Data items
------------------------------------

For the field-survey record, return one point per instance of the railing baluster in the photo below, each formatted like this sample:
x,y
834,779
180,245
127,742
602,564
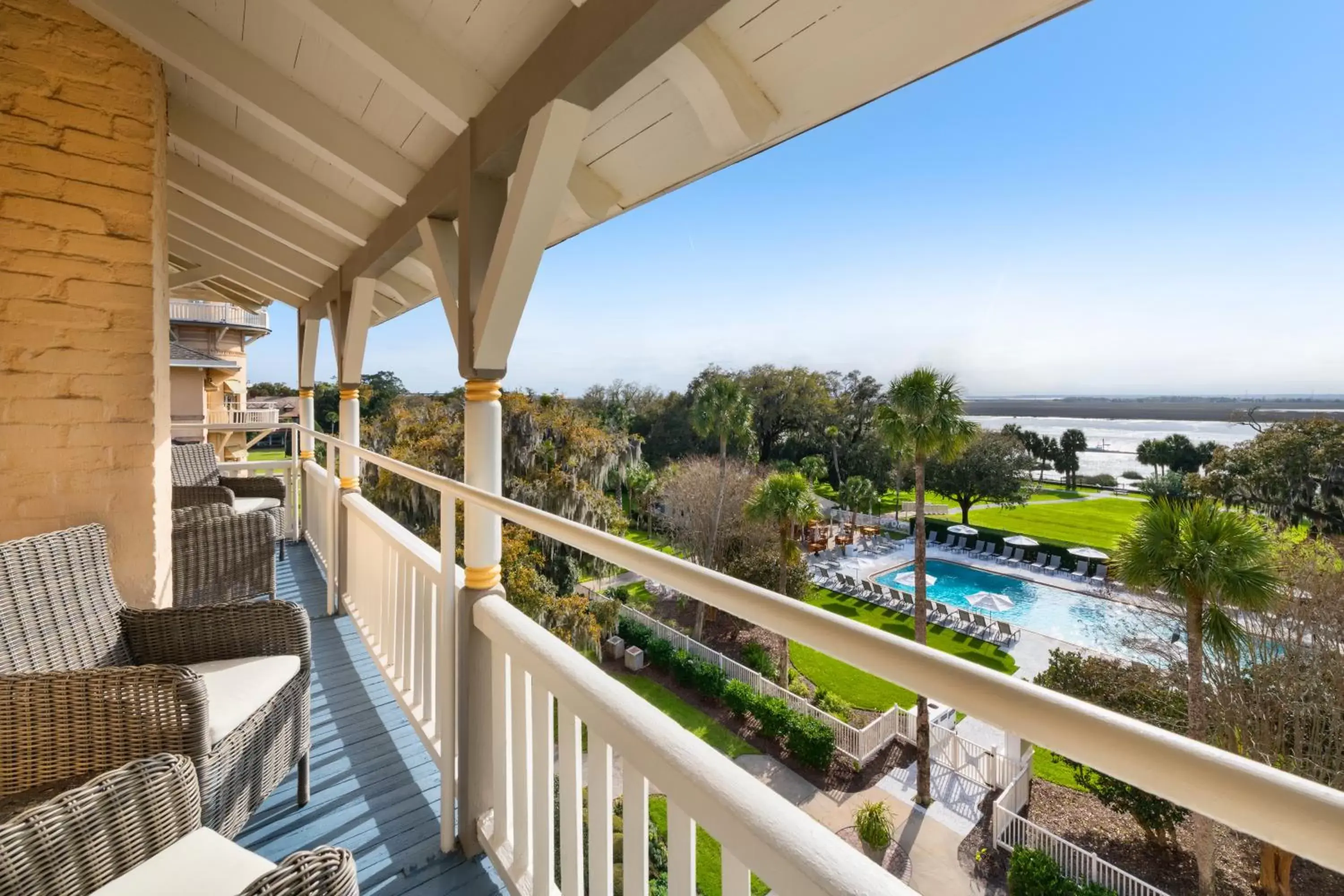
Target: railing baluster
x,y
502,723
737,878
681,852
543,796
635,809
600,816
572,804
521,710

------------------------------------

WORK TASK
Reproduce the records in full, exactly as they appear, and show none of the pictures.

FINISHED TASK
For the field-survey record, return one point per instance of the railing baluster in the photo below, each formatted like this sample:
x,y
834,779
180,245
127,742
602,564
Target: railing baluster
x,y
502,723
737,878
681,852
543,796
635,809
600,816
572,804
521,710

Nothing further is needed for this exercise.